WRITTEN INSTRUCTION
Please substitute "Goal" for "Objective" throughout the records below and reproduce them with nothing else changed.

EXTRACTED DATA
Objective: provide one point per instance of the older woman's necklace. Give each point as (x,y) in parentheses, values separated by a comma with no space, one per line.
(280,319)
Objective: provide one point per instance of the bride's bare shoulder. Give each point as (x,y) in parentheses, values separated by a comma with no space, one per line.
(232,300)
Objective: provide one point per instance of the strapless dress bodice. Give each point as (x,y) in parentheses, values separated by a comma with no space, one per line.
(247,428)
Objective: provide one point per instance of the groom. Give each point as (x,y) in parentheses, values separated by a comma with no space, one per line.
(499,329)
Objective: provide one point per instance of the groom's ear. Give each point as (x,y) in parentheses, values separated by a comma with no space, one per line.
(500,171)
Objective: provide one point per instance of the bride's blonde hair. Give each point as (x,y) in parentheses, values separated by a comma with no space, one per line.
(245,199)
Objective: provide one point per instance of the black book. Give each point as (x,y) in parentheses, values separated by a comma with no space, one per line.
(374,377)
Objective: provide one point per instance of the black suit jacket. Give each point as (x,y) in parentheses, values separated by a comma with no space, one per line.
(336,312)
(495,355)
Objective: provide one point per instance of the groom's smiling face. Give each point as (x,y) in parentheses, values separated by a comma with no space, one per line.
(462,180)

CORRECT ANSWER
Goal: provide one point per instance of the older woman's necklace. Give each point as (x,y) in parentheses, values separated by a comma with no space, one per line.
(280,319)
Goal: provide one point per instance of the bride's bare shoulder. Give each point as (x,y) in parentheses, values separated by a comma with no space, one per line.
(232,300)
Goal: provide one point per instance of the strapless dress bodice. Give each point as (x,y) in parentheses, values separated by a comma with no space, one per line.
(247,428)
Goal: provide one point per instance of the groom. Give each point as (x,y) in parentheses, values separated by a comma with no space, one per line.
(499,329)
Goal: provide one point per instance of the groom's ear. Give each point as (x,y) in parentheses, values separated by a comma with no space, one per line.
(500,171)
Goal: provide one point per instance of the bride's blonde hair. Give each point as (x,y) in parentheses, values separated by a comma with no space, one per line.
(245,199)
Goal: provide one point per instance of the black book. Give each point as (x,y) in parentheses, values separated by a comma with no space, one per line.
(374,377)
Goal: provide one point per instance of the black suit jacket. Give each point as (x,y) in parentheses, values separated by a comma with no space, one per line.
(336,312)
(495,355)
Goal: provide one point per instance of the groom's smiling face. Give each point as (x,y) in parentheses, values separated by a comma with no space, one per line.
(462,180)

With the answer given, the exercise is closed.